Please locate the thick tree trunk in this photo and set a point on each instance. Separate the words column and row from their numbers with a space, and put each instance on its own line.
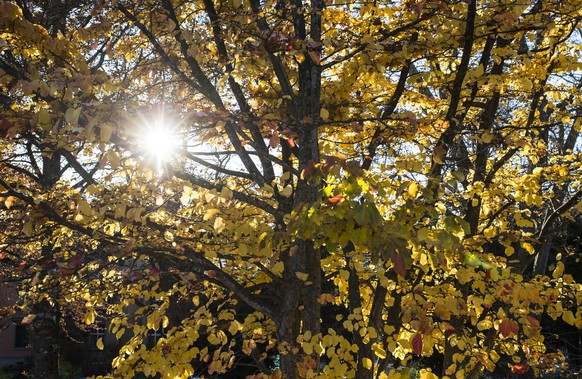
column 44, row 329
column 44, row 341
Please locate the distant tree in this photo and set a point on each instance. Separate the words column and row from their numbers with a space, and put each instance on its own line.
column 329, row 188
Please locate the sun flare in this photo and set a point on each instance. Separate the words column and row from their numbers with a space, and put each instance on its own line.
column 159, row 140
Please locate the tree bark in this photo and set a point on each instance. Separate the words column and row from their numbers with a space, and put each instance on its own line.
column 44, row 341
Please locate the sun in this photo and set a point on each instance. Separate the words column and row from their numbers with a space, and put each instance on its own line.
column 159, row 140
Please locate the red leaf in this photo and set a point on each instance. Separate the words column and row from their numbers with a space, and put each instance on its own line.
column 399, row 265
column 417, row 344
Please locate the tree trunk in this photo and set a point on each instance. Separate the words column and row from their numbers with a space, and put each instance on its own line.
column 44, row 341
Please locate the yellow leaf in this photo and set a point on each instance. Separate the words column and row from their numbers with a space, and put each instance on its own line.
column 528, row 247
column 219, row 225
column 569, row 317
column 302, row 276
column 210, row 213
column 412, row 189
column 424, row 374
column 287, row 191
column 380, row 352
column 105, row 132
column 558, row 271
column 84, row 208
column 367, row 363
column 509, row 250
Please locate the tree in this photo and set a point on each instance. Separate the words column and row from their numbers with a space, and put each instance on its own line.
column 400, row 167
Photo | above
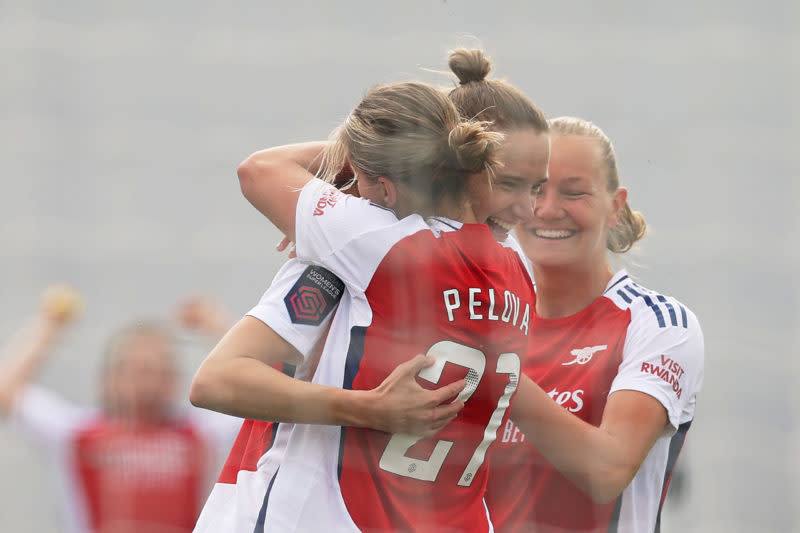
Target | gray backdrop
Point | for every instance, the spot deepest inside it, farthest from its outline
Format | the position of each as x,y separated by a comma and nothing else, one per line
122,124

**TASK BRIEF**
Reproduce the preceding material exactly, skipping pictures.

**TASK RESPONSE**
Please locate the thick tree trunk in this photo and set a point on each instance. Separate the words column and row from their numbers with a space, and put each instance on its own line.
column 44, row 329
column 44, row 341
Please locate the distant tree in this photo and set a point on each instance. Separate the words column and row from their numbers with a space, and put each instance on its own line.
column 329, row 188
Please locate the sun flare in this photo and set a point on each instance. Separate the words column and row from their numbers with a space, and put each instance on its own line.
column 159, row 140
Please locate the tree bark in this photo and set a point on each instance. Separate the words column and row from their numbers with a space, and put each instance on its own line.
column 44, row 341
Please locate the sun in this photo and set a point on each instance. Separate the words column and row from their numbers with a space, and put each instance on its own line.
column 159, row 140
Please locate the red leaf in this photo and set a point on each instance. Separate the words column and row from their numbers with a space, and put each instance on its own line.
column 399, row 265
column 417, row 344
Please locate the tree trunk in this photo and set a point on each instance. Separate the words column and row from their numbers with a space, and put each instance on its own line.
column 44, row 341
Please locate the yellow leaf in this photo and set a point on each instance. Separate the words column and row from their numbers with a space, and put each instance on its own line.
column 528, row 247
column 219, row 225
column 569, row 317
column 302, row 276
column 210, row 213
column 412, row 189
column 424, row 374
column 287, row 191
column 380, row 352
column 105, row 132
column 558, row 271
column 84, row 208
column 367, row 363
column 509, row 250
Please locate the tree in this photo and set a point on each instance. Separate the words column and row from their numbers with a space, and put each instance on its own line.
column 400, row 167
Photo | above
Target | gray backdrop
Point | for every instance, the spot deepest inside it, farthest from its outline
Format | the position of each as x,y separated by a comma and nothing else, one per line
122,124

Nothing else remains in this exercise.